[Travail à réaliser] Recopiez le passage qui va de la ligne contenant « of the fingernail » jusqu'à la fin des enregistrements, les deux bornes incluses et consignes comprises. Multipliez chaque coordonnée des réponses par 1,45 et arrondissez à l'entier le plus proche, les demis vers le haut.

[Enregistrements à traiter]
########################################
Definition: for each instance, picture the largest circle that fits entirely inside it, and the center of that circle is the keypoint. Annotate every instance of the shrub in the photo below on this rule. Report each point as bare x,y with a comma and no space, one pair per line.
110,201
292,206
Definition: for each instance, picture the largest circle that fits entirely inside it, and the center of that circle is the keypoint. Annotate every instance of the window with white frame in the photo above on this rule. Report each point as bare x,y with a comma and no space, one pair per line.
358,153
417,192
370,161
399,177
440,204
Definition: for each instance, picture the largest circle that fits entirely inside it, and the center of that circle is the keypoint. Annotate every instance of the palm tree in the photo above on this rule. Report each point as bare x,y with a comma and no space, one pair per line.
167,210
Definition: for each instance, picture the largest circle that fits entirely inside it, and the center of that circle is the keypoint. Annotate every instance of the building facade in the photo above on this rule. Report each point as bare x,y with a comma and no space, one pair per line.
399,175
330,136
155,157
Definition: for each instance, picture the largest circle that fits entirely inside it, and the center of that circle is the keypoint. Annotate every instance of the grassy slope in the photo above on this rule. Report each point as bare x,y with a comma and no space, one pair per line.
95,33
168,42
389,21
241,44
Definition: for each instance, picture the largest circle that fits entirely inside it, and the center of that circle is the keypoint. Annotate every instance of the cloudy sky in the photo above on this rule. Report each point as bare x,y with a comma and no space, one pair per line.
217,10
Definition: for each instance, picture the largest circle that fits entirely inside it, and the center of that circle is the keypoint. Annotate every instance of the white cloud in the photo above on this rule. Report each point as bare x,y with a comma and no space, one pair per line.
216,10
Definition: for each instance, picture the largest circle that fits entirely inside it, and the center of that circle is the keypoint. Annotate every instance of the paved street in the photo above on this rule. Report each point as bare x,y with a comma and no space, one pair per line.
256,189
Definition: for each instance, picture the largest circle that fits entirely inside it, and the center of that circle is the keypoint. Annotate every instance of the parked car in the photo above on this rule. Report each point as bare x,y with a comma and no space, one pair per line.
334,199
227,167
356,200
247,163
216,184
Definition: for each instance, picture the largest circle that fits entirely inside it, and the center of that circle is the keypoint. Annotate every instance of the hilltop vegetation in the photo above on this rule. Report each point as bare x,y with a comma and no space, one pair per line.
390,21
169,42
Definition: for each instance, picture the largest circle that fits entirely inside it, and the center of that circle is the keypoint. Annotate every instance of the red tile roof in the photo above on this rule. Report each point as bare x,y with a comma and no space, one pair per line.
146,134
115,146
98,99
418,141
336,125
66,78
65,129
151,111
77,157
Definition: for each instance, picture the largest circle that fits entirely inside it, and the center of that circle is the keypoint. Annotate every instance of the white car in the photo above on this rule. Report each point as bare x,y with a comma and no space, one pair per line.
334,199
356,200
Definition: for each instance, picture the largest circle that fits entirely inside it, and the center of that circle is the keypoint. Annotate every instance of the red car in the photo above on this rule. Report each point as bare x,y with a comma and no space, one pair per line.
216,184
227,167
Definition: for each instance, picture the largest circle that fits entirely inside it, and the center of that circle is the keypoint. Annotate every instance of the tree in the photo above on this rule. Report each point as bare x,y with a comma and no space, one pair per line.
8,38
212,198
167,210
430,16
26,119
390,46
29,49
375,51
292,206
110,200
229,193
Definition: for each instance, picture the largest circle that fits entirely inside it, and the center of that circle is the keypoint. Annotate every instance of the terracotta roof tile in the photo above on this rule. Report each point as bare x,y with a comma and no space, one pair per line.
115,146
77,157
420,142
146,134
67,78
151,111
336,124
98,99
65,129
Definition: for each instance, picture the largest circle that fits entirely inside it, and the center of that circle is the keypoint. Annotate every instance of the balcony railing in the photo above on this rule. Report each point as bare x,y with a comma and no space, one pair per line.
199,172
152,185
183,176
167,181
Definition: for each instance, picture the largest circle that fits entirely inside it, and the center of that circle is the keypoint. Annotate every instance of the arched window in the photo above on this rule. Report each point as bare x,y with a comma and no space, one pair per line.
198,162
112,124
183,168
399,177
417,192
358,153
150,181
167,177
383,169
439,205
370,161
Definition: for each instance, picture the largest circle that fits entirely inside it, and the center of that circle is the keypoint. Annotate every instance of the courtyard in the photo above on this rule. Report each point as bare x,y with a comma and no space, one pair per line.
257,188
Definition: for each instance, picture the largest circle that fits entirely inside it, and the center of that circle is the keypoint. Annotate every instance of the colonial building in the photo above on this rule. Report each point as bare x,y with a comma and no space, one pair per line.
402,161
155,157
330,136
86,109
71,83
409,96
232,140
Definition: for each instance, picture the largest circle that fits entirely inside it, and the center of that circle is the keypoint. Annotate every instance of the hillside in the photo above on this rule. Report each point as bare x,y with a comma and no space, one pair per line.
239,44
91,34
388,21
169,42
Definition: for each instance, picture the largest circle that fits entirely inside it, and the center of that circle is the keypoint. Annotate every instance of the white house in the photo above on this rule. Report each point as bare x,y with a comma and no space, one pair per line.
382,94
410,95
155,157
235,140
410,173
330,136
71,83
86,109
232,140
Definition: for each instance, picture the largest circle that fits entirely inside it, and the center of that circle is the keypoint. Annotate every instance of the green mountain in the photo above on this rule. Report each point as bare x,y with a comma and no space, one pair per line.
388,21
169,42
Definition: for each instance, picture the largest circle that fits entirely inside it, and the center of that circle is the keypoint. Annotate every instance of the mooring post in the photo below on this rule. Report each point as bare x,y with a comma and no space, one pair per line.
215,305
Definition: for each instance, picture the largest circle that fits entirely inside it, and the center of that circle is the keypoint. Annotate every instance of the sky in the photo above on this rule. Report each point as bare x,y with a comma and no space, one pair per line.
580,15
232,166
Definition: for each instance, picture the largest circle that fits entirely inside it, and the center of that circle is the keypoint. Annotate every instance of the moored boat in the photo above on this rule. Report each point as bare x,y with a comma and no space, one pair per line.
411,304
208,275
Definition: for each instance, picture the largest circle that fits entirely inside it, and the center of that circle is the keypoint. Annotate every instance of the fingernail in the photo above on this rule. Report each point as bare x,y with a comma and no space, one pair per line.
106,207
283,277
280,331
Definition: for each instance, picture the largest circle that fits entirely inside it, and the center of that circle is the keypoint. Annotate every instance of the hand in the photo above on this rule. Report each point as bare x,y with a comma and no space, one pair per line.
########################################
[Corrigé]
Definition: for each instance, picture the largest circle that fits entirely inside it, and the center of that circle is the keypoint. Annotate every instance of the fingernail in the photo above on this rule. Report each point as bare x,y with a comma and no space, one pair per line.
154,300
410,402
406,480
Definition: for each instance, picture the largest circle that fits entirely inside it, and the center of that circle is the keypoint. Annotate every instance of the hand in the photo above on this rule. Report each point as bare x,y with a comma and no space, one pair per line.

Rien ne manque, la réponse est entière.